== WHAT TO PRODUCE ==
Rewrite only the records from the line with "Expected: one point per instance of the crushed" up to and including the line with "Target: crushed cracker", putting "broken cracker" in place of "crushed cracker" and keeping everything else the same.

== ENTRIES SHOWN ==
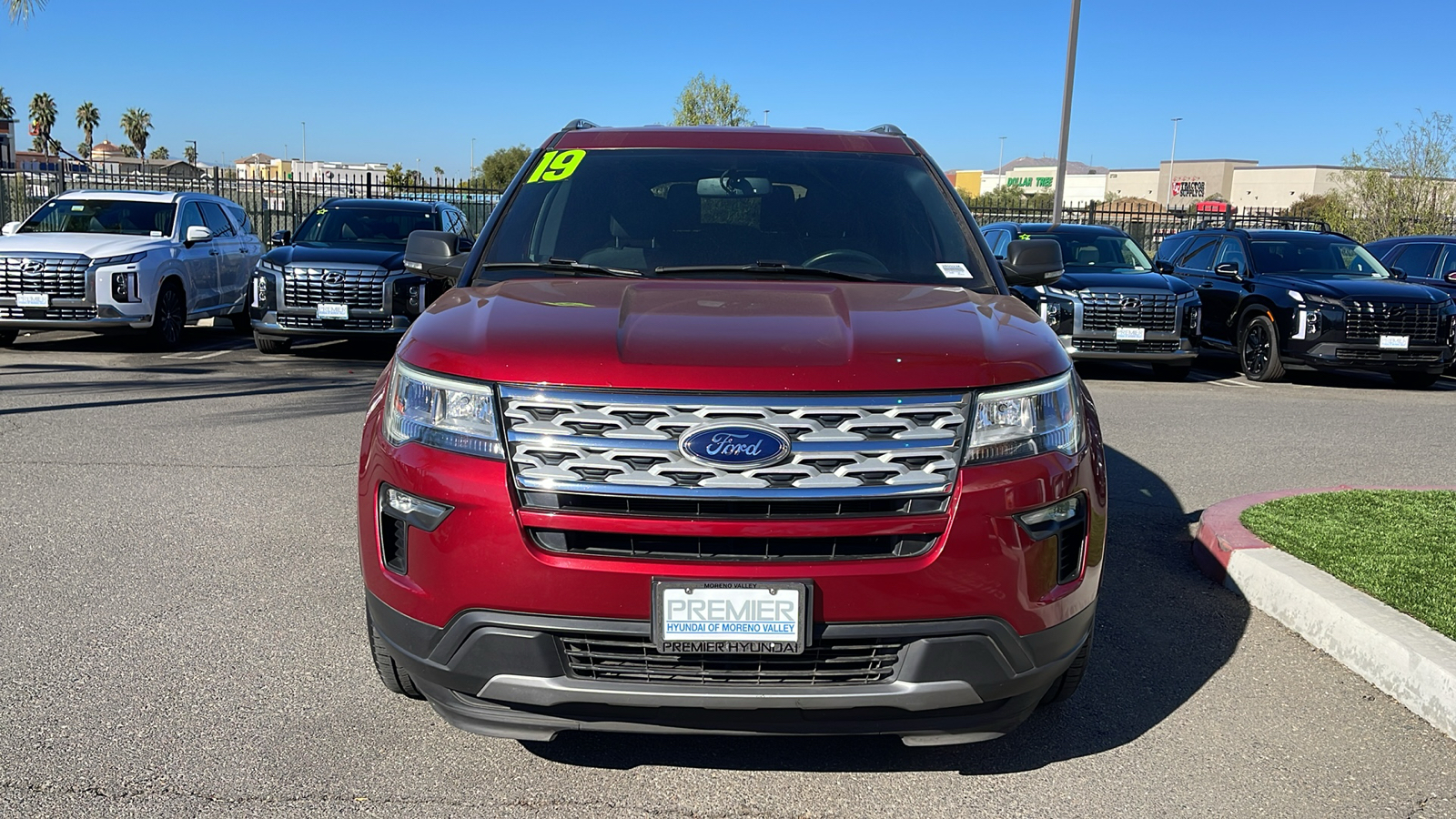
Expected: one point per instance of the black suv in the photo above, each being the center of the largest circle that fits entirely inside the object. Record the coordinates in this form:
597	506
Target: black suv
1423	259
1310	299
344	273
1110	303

...

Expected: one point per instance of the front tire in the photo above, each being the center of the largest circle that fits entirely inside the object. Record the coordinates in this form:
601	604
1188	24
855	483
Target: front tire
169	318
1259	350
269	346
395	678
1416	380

* * *

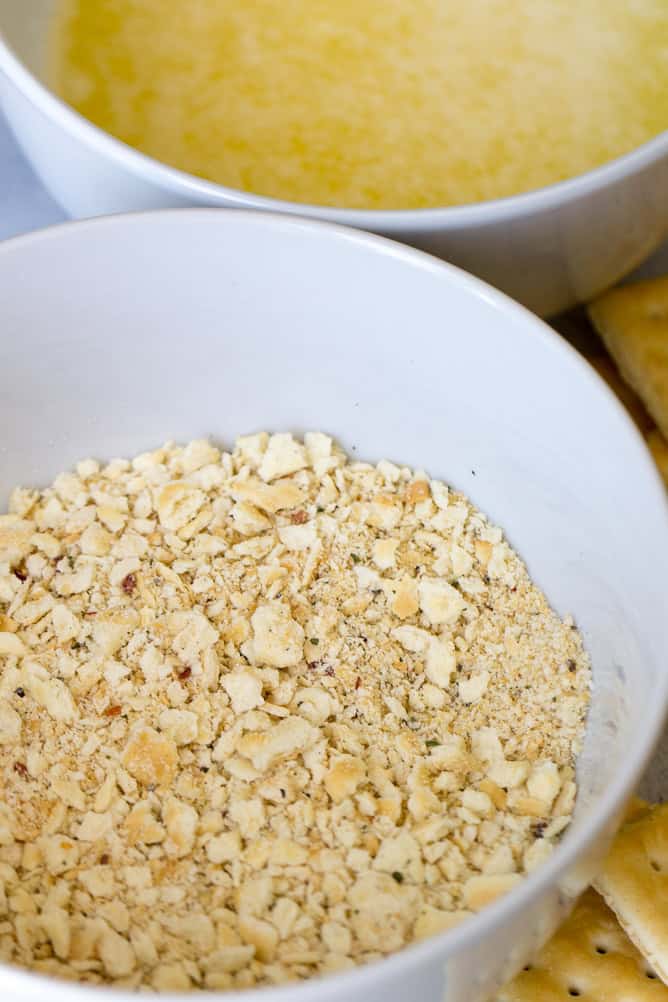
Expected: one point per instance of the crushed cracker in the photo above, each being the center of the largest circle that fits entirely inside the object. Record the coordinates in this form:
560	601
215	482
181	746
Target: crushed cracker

== TASK OUTPUT ==
Expected: one point per instance of the broken cracker in the photo above, each being the center of the largest circle that fits entirely inside the object. Record the coordinates in this form:
560	601
215	482
181	746
Target: broken cracker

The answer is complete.